_Article:_
=====
Caching all 17 images.
Loading data batch ━━━━━━━━━━━━━━━━━━━━━━━━━━━━━━━━━━━━━━━━ 100% 0:00:00
Traceback (most recent call last):
  File "/usr/local/bin/ns-train", line 8, in <module>
    sys.exit(entrypoint())
  File "/usr/local/lib/python3.10/dist-packages/nerfstudio/scripts/train.py", line 262, in entrypoint
    main(
  File "/usr/local/lib/python3.10/dist-packages/nerfstudio/scripts/train.py", line 247, in main
    launch(
  File "/usr/local/lib/python3.10/dist-packages/nerfstudio/scripts/train.py", line 189, in launch
    main_func(local_rank=0, world_size=world_size, config=config)
  File "/usr/local/lib/python3.10/dist-packages/nerfstudio/scripts/train.py", line 99, in train_loop
    trainer.setup()
  File "/usr/local/lib/python3.10/dist-packages/nerfstudio/engine/trainer.py", line 158, in setup
    self.pipeline = self.config.pipeline.setup(
  File "/usr/local/lib/python3.10/dist-packages/nerfstudio/configs/base_config.py", line 53, in setup
    return self._target(self, **kwargs)
  File "/usr/local/lib/python3.10/dist-packages/nerfstudio/pipelines/base_pipeline.py", line 270, in __init__
    self._model = config.model.setup(
  File "/usr/local/lib/python3.10/dist-packages/nerfstudio/configs/base_config.py", line 53, in setup
    return self._target(self, **kwargs)
=====
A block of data
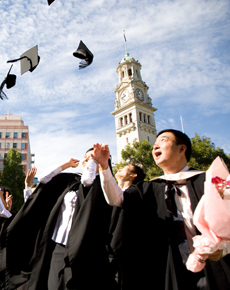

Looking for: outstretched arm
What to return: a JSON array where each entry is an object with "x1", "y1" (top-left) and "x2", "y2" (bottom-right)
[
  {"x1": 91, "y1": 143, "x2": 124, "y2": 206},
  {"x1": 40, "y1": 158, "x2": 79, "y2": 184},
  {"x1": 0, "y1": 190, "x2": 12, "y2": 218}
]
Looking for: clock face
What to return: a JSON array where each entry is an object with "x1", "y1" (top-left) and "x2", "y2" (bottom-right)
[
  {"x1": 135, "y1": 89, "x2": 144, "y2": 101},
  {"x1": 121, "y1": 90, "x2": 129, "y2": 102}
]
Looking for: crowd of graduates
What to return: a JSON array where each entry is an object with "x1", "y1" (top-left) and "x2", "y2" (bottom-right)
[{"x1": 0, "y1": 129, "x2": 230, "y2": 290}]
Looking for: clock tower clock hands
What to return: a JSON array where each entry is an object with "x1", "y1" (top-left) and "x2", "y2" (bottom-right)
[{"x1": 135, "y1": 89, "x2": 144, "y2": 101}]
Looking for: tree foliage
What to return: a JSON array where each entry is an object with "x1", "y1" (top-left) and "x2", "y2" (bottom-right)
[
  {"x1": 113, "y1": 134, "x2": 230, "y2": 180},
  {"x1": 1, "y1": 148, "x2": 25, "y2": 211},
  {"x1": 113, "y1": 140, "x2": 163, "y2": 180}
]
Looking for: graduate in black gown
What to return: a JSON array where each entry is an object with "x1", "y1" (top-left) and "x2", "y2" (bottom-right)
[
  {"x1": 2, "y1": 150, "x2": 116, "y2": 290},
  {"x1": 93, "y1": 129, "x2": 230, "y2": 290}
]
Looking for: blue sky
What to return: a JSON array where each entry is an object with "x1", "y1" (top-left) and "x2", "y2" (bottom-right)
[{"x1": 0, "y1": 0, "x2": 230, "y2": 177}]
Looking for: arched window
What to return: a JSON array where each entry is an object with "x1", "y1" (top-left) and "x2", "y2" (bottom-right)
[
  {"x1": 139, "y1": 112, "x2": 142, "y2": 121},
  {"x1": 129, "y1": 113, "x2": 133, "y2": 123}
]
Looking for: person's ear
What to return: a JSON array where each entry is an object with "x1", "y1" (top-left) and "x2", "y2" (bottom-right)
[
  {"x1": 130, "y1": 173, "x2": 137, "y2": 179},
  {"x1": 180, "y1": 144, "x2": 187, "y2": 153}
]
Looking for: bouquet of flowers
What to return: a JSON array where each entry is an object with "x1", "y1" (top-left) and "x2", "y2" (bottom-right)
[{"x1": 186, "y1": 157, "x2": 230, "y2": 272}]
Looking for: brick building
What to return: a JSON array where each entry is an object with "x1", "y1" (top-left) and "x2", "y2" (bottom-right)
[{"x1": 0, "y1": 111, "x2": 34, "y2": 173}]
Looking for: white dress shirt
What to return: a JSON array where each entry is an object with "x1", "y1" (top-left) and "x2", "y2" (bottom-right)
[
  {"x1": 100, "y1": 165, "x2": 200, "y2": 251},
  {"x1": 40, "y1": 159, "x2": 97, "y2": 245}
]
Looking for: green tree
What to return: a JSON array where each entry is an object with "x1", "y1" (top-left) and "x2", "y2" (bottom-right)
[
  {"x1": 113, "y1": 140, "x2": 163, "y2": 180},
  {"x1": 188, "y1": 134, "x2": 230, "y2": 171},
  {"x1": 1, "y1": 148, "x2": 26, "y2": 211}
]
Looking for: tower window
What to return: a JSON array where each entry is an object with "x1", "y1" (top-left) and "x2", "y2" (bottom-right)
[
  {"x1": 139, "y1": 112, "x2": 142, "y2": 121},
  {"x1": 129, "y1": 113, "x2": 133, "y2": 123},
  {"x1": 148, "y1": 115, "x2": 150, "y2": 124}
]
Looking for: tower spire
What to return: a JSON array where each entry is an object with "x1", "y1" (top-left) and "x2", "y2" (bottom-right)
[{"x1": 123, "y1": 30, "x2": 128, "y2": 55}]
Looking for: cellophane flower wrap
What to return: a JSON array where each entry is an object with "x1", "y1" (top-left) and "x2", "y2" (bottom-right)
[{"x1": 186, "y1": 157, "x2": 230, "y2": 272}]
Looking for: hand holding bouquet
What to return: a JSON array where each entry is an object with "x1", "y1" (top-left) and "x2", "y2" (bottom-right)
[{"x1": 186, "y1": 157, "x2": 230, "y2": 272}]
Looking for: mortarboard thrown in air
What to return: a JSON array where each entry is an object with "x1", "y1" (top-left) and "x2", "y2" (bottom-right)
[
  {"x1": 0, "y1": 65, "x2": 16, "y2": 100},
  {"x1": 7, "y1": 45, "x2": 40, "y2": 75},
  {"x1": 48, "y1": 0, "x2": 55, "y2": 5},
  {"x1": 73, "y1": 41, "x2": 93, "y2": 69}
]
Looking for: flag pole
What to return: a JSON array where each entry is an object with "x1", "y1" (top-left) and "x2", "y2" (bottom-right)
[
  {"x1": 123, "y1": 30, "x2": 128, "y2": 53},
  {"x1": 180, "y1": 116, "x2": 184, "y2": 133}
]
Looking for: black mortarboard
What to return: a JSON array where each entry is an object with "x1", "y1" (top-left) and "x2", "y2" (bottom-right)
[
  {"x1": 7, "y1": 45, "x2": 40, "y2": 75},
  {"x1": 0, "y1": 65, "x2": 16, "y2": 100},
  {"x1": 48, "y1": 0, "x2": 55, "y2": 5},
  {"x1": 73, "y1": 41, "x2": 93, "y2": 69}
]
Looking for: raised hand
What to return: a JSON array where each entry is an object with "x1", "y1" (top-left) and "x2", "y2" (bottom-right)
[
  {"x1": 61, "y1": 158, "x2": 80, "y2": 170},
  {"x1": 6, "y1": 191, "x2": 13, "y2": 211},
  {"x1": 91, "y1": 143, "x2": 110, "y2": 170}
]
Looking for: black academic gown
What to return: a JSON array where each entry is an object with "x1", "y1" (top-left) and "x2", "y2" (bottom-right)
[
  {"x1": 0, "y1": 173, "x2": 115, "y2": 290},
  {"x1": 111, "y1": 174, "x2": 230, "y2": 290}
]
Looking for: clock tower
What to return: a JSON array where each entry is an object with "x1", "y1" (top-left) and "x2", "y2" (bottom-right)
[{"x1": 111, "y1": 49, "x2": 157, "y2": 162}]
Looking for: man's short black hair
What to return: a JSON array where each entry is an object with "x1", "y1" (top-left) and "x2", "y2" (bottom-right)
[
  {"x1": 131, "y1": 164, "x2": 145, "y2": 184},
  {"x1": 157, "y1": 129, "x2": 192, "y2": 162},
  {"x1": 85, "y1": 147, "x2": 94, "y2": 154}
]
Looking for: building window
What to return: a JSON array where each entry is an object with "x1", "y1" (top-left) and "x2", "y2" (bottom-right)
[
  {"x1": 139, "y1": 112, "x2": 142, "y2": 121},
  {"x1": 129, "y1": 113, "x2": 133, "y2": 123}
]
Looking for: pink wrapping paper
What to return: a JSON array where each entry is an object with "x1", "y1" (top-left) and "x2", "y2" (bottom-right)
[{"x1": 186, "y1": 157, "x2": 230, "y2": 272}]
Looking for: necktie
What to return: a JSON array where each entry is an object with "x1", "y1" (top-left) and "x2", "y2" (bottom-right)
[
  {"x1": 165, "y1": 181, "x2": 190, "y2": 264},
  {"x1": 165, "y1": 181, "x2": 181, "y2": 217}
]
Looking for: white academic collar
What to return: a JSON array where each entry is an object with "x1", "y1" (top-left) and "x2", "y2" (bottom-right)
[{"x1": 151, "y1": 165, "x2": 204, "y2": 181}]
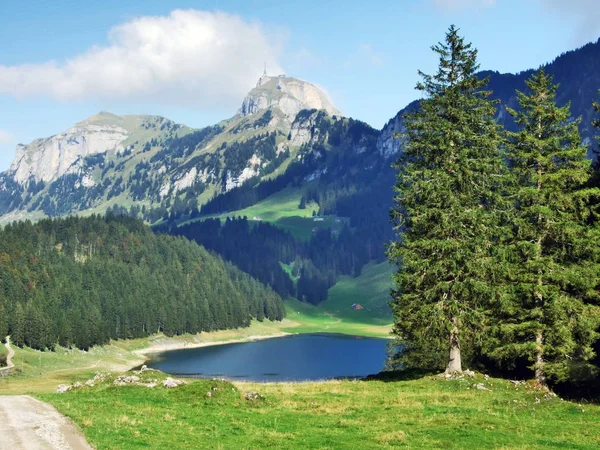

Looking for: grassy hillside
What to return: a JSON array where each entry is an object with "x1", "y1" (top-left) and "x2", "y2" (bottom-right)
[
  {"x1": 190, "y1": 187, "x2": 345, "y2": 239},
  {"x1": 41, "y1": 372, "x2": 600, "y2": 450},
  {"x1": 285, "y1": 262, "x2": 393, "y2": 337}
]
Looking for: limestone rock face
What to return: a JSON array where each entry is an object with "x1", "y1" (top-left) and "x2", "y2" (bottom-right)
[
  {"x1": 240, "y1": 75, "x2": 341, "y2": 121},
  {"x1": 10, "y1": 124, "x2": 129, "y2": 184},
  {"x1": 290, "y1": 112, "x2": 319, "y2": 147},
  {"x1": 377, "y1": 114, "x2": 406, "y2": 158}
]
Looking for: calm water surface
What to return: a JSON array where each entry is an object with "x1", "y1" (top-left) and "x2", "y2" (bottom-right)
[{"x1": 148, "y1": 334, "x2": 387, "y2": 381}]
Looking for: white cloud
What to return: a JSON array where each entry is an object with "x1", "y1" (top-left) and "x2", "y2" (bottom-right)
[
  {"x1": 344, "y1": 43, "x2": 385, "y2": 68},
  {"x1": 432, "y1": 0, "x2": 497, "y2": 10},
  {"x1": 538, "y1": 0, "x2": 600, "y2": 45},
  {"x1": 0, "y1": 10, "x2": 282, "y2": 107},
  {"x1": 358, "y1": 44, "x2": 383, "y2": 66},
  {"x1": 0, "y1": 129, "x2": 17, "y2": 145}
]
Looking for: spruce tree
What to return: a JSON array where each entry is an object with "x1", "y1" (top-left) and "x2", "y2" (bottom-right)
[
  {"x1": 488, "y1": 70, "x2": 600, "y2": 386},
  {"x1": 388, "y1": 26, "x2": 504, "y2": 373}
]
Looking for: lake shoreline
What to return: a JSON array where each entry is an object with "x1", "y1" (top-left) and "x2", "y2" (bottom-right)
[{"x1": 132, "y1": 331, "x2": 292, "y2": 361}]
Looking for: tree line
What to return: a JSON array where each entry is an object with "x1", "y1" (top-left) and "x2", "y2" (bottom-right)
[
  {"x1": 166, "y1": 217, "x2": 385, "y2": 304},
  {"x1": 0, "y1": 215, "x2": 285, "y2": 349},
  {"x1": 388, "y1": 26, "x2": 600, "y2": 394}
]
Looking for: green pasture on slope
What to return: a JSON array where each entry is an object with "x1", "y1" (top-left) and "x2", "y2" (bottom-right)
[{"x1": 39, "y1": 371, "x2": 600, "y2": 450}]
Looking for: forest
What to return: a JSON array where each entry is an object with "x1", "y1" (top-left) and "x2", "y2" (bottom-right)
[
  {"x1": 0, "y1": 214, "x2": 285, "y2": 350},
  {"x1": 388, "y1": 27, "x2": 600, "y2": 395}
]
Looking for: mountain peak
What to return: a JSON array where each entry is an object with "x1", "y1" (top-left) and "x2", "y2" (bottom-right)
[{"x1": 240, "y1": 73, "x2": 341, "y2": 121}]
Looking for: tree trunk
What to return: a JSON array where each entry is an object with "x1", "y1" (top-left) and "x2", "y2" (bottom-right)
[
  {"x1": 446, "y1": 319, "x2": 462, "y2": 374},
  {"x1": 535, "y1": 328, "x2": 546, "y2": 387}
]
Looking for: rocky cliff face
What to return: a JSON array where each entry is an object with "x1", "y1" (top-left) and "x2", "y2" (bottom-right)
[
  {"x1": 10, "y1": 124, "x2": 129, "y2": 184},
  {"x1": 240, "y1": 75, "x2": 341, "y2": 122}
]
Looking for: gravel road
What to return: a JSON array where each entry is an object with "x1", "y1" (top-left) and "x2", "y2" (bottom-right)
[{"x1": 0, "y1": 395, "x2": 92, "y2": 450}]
=====
_Task set:_
a) According to the traceback, how many images are being cached?
b) Rescale the entries from the line containing "Looking for: gravel road" through the end of the block of data. Reproduce these lines with their requests, multiplying every box coordinate in the answers by 2.25 and rounding to whole numbers, with halves rounded up.

_Solutions below:_
a) 17

b)
Looking for: gravel road
What to return: a JSON array where each entry is an object with "x1", "y1" (top-left) and "x2", "y2" (bottom-right)
[{"x1": 0, "y1": 889, "x2": 207, "y2": 1013}]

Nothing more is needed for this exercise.